The data =>

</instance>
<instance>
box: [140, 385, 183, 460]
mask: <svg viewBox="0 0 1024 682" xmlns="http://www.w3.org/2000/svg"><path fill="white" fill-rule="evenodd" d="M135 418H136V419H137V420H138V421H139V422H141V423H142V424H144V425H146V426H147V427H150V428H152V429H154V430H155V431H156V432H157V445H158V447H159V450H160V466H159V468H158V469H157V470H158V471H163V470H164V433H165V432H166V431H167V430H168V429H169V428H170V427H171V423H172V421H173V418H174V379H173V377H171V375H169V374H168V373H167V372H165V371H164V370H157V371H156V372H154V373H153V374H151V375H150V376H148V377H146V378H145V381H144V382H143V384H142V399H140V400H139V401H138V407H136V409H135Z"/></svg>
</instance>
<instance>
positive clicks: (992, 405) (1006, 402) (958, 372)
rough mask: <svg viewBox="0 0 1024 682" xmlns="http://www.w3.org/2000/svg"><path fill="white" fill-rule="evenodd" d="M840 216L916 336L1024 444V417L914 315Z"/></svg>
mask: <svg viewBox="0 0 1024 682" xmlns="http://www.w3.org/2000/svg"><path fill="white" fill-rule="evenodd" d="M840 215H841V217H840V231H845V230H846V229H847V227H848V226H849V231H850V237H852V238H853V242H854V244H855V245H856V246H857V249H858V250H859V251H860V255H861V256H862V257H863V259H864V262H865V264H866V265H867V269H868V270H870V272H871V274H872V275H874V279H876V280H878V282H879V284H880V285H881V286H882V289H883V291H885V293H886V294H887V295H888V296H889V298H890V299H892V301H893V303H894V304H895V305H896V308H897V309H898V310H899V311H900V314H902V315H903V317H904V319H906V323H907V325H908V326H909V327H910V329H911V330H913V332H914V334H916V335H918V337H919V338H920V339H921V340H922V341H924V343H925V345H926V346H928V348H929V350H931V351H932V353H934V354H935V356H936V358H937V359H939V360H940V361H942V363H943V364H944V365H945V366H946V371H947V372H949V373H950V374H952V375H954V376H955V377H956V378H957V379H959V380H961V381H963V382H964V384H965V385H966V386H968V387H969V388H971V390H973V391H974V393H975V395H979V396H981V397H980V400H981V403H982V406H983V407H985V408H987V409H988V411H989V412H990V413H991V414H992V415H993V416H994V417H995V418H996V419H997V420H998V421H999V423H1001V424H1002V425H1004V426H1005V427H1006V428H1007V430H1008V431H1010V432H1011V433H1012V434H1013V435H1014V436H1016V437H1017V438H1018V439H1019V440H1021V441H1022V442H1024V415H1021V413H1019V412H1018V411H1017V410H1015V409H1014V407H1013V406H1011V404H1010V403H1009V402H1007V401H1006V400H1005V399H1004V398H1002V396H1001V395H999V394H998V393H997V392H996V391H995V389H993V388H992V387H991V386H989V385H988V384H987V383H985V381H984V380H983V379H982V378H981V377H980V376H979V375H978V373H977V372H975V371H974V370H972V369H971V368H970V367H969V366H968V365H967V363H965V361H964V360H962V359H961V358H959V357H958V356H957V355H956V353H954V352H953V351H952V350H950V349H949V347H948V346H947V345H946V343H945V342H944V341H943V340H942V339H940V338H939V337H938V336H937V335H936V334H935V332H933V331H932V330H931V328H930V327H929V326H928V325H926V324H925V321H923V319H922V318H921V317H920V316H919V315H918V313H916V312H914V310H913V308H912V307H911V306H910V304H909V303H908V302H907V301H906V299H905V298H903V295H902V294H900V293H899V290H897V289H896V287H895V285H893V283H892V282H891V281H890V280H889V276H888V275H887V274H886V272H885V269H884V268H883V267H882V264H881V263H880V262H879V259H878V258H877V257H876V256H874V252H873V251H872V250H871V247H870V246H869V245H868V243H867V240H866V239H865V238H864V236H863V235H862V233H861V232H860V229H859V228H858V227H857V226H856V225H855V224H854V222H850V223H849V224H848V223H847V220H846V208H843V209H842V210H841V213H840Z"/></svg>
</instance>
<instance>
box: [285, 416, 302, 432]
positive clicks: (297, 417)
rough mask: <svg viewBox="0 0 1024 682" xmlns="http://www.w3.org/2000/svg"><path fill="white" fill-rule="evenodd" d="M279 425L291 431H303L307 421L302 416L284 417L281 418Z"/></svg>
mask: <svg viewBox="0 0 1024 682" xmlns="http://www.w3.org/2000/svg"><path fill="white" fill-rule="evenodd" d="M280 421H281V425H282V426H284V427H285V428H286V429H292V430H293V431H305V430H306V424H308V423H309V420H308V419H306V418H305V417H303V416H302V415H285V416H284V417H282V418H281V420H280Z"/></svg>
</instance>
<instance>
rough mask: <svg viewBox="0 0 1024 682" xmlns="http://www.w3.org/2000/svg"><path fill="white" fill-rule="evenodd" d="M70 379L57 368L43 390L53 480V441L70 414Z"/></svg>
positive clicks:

What you need to do => What do the lines above say from the one containing "box: [140, 385, 183, 460]" down to the one containing "positive clicks: (992, 405)"? Return them exactly, both end lines included, and only them.

Output of the exercise =>
box: [140, 385, 183, 460]
mask: <svg viewBox="0 0 1024 682" xmlns="http://www.w3.org/2000/svg"><path fill="white" fill-rule="evenodd" d="M135 418H136V419H137V420H138V421H139V422H141V423H142V424H144V425H146V426H147V427H150V428H152V429H154V430H155V431H156V432H157V445H158V447H159V450H160V466H159V468H158V469H157V470H158V471H163V470H164V433H165V432H166V431H167V430H168V429H169V428H170V427H171V423H172V421H173V418H174V379H173V377H171V375H169V374H168V373H167V372H165V371H164V370H157V371H156V372H154V373H153V374H151V375H150V376H148V377H146V378H145V381H144V382H143V384H142V399H140V400H139V401H138V407H136V409H135Z"/></svg>
</instance>
<instance>
positive clicks: (992, 405) (1006, 402) (958, 372)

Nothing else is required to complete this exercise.